Your answer should be every line of the records that contains the word "base", copied as it stands.
╔══
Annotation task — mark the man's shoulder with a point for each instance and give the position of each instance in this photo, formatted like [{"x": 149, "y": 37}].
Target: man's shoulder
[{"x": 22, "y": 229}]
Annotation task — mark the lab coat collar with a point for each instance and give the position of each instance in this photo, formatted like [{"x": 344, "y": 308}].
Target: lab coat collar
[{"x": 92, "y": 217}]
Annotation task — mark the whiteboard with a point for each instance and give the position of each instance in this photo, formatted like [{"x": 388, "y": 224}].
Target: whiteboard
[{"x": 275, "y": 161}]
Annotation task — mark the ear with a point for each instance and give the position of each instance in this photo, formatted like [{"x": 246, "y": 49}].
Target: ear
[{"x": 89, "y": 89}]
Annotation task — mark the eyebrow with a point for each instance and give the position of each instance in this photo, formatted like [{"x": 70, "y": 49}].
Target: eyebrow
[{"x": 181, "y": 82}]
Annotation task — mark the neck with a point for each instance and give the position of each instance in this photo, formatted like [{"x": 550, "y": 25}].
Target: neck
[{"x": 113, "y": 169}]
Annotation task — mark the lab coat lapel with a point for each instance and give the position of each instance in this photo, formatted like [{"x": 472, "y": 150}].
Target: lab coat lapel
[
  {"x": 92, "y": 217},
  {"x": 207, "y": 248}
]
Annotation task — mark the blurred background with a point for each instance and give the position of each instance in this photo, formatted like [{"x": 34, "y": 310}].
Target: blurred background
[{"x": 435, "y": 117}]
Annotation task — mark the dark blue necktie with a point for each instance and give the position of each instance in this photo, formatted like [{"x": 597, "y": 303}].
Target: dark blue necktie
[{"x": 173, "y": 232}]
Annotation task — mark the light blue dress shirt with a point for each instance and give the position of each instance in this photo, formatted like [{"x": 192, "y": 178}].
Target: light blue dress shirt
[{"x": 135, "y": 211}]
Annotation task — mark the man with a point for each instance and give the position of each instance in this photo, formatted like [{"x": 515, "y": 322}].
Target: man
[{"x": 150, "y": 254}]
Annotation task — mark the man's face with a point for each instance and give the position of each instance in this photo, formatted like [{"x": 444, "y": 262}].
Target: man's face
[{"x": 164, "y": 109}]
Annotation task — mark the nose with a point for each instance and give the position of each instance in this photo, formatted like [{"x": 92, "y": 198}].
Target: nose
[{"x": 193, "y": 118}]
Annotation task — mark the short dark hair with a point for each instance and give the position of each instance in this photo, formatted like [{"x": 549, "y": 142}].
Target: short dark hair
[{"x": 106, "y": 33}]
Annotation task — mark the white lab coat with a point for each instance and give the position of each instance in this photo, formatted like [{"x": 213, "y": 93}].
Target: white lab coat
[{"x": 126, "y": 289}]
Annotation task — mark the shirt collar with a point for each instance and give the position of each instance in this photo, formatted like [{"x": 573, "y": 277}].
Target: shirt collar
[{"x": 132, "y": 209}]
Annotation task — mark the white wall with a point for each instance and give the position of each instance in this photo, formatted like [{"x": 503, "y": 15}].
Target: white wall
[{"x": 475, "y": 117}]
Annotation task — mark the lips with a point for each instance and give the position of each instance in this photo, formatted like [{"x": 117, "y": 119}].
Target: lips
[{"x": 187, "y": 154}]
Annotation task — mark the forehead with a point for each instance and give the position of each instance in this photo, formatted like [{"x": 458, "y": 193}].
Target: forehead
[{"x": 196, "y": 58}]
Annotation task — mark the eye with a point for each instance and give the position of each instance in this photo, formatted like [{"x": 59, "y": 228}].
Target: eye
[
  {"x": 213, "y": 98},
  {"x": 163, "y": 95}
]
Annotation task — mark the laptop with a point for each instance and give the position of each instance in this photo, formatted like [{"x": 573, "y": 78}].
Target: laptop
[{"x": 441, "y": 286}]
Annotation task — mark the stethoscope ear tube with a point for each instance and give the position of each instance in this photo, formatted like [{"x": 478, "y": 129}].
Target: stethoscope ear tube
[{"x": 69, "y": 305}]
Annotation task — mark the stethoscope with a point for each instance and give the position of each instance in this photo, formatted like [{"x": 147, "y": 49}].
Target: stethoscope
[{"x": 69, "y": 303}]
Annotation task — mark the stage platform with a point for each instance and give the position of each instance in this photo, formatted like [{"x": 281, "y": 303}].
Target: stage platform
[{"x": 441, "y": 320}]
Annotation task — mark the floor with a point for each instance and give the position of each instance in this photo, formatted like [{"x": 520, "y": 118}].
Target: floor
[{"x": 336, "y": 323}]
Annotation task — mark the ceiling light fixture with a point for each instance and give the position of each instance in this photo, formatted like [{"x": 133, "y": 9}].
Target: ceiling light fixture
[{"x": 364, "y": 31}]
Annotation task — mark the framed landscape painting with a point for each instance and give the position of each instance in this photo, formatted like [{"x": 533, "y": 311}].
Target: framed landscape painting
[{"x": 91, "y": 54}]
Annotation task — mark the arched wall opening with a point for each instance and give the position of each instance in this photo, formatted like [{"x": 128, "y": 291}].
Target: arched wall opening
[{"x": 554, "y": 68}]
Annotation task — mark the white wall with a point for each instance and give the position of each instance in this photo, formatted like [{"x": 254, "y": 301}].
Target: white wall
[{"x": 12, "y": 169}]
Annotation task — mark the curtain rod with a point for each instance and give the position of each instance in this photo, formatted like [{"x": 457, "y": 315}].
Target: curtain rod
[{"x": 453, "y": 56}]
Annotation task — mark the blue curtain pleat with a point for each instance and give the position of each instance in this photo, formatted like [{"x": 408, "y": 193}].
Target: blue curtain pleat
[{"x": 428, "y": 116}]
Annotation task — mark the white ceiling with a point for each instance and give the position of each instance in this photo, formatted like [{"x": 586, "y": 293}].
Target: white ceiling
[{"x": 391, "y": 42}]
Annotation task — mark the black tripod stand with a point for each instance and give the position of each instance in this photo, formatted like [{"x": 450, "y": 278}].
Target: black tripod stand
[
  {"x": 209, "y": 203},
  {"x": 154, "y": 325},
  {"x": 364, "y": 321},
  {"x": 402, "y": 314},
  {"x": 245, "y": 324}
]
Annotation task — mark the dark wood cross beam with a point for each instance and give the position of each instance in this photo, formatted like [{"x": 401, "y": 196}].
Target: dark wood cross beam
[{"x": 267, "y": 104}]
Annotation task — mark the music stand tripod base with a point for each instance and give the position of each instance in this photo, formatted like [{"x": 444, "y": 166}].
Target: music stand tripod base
╚══
## ANSWER BOX
Annotation task — mark the music stand tripod base with a point for each instance and give the position of each instance in this photo, formatted like [{"x": 444, "y": 166}].
Target: music stand tripod base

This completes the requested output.